TASK DETAILS ::
Render the lines of the records between the line containing "Task: indicate the green" and the line containing "x=624 y=454", inclusive, as a Markdown table with the columns Row and Line. Omit any blank lines.

====== EXTRACTED DATA

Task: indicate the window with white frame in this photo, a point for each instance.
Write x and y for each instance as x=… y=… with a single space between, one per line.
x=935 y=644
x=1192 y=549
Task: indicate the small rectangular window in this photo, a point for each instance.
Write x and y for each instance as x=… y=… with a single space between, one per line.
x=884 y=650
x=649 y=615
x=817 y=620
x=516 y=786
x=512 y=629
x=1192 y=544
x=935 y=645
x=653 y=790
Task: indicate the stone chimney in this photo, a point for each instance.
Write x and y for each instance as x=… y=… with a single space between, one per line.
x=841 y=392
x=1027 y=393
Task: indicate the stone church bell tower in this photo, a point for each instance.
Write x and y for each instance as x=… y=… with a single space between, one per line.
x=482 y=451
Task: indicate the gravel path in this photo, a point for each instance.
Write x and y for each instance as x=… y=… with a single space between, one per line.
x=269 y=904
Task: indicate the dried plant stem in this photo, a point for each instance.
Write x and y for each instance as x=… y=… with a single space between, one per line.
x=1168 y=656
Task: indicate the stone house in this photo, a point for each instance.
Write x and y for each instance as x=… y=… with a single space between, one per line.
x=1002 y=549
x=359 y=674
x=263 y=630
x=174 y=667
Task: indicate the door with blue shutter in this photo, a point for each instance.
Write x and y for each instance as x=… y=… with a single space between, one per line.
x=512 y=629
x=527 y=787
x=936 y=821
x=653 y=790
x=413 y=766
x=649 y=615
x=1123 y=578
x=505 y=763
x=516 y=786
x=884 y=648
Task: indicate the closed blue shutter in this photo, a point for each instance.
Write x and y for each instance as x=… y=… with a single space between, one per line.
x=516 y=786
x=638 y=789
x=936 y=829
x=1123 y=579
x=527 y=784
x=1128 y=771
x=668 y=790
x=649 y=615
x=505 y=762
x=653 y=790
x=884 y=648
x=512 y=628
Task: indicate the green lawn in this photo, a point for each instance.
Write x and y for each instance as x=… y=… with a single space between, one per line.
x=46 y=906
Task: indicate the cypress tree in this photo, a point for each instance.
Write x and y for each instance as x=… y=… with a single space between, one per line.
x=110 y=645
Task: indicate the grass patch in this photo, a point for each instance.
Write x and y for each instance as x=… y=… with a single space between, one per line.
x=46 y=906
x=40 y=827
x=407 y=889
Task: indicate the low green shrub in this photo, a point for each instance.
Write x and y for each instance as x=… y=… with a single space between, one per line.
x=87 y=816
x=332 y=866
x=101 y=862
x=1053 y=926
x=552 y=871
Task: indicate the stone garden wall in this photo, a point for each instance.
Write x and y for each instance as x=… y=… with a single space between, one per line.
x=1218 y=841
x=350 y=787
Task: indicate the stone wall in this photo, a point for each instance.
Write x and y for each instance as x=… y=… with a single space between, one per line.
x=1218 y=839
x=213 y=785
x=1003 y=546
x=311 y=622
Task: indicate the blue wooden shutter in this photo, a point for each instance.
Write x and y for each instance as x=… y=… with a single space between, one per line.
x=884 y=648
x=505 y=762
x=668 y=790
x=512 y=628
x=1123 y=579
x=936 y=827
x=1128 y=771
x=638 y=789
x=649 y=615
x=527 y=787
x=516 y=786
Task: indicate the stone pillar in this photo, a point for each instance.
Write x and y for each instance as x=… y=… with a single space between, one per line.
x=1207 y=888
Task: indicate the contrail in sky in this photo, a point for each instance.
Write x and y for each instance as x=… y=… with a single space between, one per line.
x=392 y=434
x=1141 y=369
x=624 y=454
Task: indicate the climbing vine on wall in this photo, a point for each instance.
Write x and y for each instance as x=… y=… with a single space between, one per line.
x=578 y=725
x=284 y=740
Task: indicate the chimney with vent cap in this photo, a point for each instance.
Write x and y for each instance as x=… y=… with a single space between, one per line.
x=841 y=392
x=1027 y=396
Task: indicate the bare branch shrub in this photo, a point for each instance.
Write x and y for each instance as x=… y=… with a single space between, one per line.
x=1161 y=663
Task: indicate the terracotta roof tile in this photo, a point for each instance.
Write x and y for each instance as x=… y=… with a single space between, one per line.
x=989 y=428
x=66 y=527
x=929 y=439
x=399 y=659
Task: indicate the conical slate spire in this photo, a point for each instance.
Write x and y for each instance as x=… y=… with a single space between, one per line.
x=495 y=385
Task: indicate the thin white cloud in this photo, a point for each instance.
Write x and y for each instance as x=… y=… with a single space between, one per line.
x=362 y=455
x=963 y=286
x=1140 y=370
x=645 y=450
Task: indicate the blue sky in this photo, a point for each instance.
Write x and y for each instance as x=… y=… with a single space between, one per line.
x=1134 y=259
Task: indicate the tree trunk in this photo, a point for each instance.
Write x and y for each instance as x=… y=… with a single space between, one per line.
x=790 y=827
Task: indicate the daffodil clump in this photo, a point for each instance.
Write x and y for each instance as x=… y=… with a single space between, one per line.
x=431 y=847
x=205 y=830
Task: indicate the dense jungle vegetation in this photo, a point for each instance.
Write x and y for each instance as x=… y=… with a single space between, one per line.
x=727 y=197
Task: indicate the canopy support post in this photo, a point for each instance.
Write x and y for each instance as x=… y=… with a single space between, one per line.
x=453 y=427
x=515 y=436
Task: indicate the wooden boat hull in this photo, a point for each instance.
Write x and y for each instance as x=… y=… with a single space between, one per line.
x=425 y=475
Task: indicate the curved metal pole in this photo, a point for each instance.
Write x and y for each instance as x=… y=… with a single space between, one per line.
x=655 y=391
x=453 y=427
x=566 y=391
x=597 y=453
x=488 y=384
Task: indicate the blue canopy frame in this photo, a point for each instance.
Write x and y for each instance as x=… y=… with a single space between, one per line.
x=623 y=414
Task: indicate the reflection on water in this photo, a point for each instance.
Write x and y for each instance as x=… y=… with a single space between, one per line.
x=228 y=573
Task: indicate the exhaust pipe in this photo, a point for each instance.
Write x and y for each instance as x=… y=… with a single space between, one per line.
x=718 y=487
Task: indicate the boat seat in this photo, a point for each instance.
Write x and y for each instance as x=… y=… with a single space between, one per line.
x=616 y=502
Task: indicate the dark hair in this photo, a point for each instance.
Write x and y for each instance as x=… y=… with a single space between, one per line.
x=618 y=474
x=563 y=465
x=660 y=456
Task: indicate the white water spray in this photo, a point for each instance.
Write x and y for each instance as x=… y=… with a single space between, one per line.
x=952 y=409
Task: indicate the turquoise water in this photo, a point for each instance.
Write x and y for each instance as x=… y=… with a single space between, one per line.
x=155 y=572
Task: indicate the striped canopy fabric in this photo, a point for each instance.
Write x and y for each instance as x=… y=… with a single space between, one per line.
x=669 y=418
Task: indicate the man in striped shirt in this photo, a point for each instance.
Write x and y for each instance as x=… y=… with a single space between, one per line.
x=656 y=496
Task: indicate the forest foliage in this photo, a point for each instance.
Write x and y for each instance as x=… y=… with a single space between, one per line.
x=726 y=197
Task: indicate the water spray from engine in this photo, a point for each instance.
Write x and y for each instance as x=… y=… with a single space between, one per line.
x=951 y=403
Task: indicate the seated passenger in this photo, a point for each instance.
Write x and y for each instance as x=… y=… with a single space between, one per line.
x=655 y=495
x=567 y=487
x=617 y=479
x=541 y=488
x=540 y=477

============
====== EXTRACTED DATA

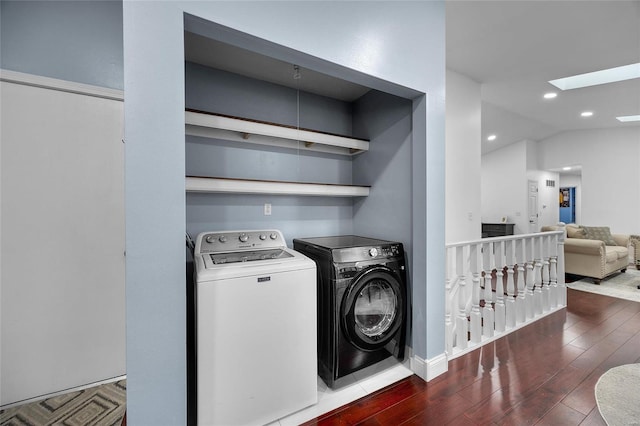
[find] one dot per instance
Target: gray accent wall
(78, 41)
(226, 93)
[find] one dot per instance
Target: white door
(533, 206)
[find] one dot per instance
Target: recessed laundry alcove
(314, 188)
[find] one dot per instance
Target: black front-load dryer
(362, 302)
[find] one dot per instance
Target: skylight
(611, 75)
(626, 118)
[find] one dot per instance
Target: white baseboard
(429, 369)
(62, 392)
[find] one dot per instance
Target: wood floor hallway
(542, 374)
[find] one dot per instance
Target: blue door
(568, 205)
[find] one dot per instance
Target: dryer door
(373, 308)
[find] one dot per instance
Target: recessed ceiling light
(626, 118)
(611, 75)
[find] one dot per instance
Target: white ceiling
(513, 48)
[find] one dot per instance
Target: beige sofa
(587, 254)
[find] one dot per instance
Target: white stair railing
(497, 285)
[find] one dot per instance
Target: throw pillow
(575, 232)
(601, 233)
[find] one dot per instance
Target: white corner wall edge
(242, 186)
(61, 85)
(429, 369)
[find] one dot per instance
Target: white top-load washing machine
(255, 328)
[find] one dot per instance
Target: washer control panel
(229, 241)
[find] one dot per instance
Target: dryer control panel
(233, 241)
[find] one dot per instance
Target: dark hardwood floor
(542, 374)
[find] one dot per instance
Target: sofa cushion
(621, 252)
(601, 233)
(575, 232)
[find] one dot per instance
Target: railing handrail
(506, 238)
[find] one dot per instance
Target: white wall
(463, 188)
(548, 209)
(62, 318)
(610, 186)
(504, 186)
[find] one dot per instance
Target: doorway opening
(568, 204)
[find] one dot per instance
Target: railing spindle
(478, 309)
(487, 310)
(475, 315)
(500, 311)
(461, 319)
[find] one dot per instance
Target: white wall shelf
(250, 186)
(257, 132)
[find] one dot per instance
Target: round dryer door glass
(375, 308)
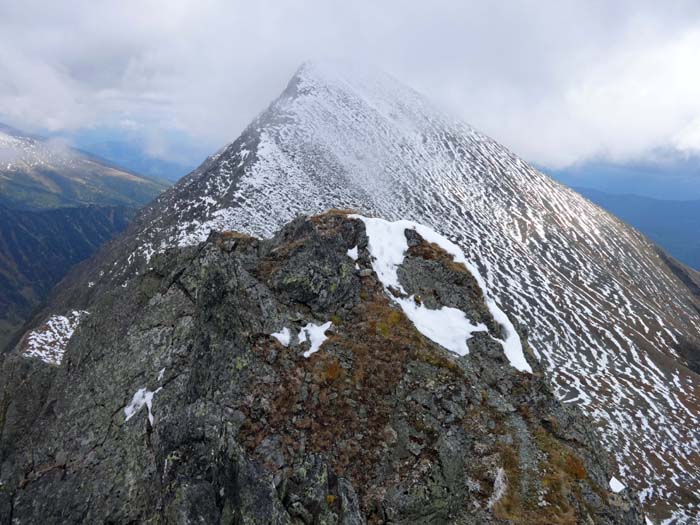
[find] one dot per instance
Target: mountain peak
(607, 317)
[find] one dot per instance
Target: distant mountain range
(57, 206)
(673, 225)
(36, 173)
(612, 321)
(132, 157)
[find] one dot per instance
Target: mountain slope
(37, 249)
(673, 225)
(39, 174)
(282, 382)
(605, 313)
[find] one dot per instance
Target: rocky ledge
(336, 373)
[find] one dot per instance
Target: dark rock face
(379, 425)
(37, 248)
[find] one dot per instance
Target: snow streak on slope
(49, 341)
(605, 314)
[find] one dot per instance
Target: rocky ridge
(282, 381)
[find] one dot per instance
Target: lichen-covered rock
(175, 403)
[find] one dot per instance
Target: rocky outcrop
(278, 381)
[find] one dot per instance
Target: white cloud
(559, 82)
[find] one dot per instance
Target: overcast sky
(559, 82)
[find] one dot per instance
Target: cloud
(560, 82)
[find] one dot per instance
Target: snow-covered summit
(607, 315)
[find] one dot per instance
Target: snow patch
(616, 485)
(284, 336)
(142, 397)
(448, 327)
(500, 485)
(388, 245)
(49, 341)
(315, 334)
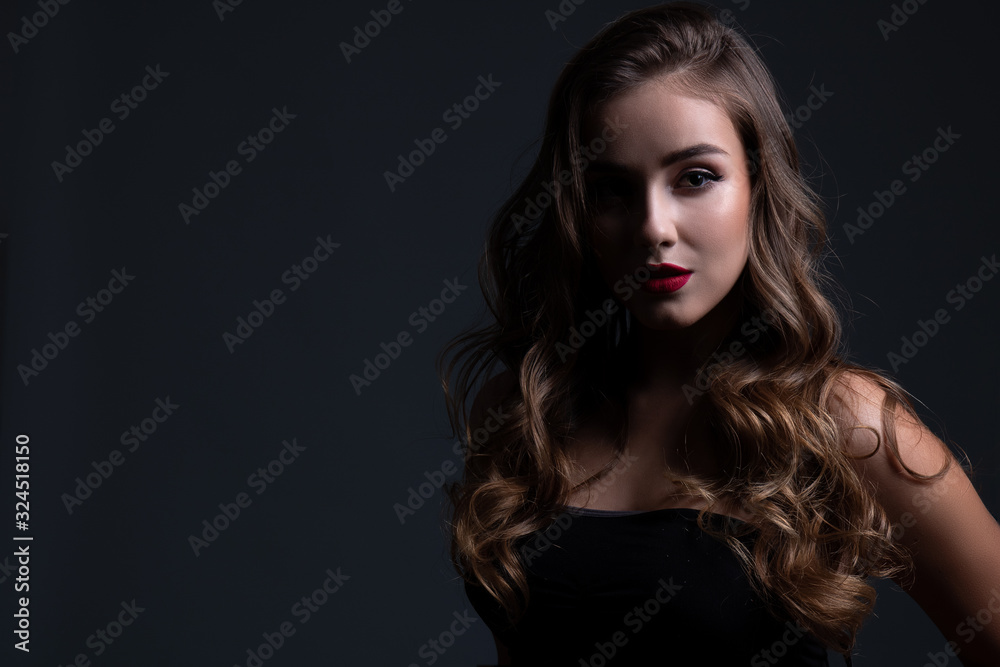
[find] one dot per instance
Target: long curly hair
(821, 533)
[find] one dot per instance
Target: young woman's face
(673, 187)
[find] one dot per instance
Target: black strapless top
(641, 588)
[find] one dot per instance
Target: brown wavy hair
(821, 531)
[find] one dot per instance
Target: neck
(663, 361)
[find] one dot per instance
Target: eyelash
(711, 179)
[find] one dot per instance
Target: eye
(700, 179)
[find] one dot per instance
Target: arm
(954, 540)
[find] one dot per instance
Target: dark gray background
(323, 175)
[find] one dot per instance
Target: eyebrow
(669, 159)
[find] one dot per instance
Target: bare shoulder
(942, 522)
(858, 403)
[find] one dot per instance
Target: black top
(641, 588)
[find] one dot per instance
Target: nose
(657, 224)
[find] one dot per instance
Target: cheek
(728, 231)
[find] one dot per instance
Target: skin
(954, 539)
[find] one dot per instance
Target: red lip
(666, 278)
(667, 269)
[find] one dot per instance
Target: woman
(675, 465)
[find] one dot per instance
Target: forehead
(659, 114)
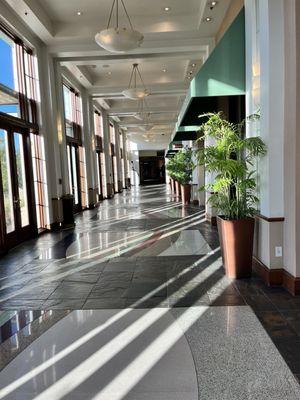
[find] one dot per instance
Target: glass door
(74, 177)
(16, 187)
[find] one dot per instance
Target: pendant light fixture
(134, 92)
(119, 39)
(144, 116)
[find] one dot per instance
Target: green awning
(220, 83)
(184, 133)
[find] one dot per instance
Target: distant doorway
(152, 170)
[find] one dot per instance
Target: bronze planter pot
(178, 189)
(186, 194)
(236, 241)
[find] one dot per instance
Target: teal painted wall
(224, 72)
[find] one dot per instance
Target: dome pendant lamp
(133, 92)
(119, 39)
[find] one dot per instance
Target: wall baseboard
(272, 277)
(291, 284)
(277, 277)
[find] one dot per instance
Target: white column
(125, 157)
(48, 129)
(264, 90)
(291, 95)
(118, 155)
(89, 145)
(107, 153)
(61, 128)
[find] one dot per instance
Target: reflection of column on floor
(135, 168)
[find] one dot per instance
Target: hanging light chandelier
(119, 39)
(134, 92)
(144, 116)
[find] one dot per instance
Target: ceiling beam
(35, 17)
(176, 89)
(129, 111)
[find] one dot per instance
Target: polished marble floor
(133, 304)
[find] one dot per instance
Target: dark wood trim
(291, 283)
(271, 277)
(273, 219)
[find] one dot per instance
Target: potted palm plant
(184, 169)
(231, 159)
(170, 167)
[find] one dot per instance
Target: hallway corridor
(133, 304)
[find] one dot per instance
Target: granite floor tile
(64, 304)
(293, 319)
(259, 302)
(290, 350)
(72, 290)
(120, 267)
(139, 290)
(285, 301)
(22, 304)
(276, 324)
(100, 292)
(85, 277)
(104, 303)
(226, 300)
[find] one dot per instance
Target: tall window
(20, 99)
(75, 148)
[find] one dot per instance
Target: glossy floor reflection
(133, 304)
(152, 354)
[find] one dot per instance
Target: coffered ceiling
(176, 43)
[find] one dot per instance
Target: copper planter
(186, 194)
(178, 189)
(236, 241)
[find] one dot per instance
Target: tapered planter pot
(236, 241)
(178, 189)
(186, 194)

============

THE RESPONSE ::
| Row | Line |
|---|---|
| 1 | Task: indicate the green lawn in this photo, a point for each instance. |
| 2 | Write x and y for each instance as x=… y=… with a single space between, one per line. |
| 3 | x=46 y=906 |
| 4 | Task: indicate the cypress tree in this photo, a point for each instance. |
| 5 | Write x and y for each instance as x=… y=… with a single space between, one per line. |
| 6 | x=110 y=645 |
| 7 | Task: indicate the grass patch in this photo, a point for each instance. |
| 8 | Write x and y for each instance as x=… y=… with a single space between, one per line. |
| 9 | x=46 y=906 |
| 10 | x=40 y=827 |
| 11 | x=407 y=889 |
| 12 | Task: indicate the low green shrub in this photo, a point for each instance. |
| 13 | Write x and y for each instance as x=… y=… with a single space between, one per line. |
| 14 | x=87 y=816 |
| 15 | x=332 y=866 |
| 16 | x=101 y=862 |
| 17 | x=1053 y=926 |
| 18 | x=552 y=871 |
| 19 | Task: indicate the stone garden wall in this photo, a point for each instance. |
| 20 | Write x and y for each instance as x=… y=… with a single space between, one per line. |
| 21 | x=1218 y=841 |
| 22 | x=350 y=787 |
| 23 | Task: indicate the stone wall in this photo, a point for each instance. |
| 24 | Write x and y for each instance as x=… y=… with a single space between, one per line. |
| 25 | x=1218 y=839 |
| 26 | x=213 y=785 |
| 27 | x=1003 y=546 |
| 28 | x=311 y=622 |
| 29 | Task: indicate the blue wooden shutter in this photo, a point for each instance. |
| 30 | Write x and y for each instance as x=… y=… with a single space between, one per line. |
| 31 | x=884 y=648 |
| 32 | x=505 y=762 |
| 33 | x=668 y=790 |
| 34 | x=512 y=628 |
| 35 | x=1123 y=579 |
| 36 | x=936 y=827 |
| 37 | x=1128 y=771 |
| 38 | x=638 y=789 |
| 39 | x=649 y=615 |
| 40 | x=527 y=787 |
| 41 | x=516 y=786 |
| 42 | Task: indicate the stone pillar in this photo, a point for each instance. |
| 43 | Write x and y for each instance as x=… y=… with a single space between, one per line. |
| 44 | x=1207 y=888 |
| 45 | Task: indicate the contrail in sky in this photo, a point for each instance. |
| 46 | Write x and y for each instance as x=… y=… with a single space between, one per line. |
| 47 | x=392 y=434 |
| 48 | x=1141 y=369 |
| 49 | x=624 y=454 |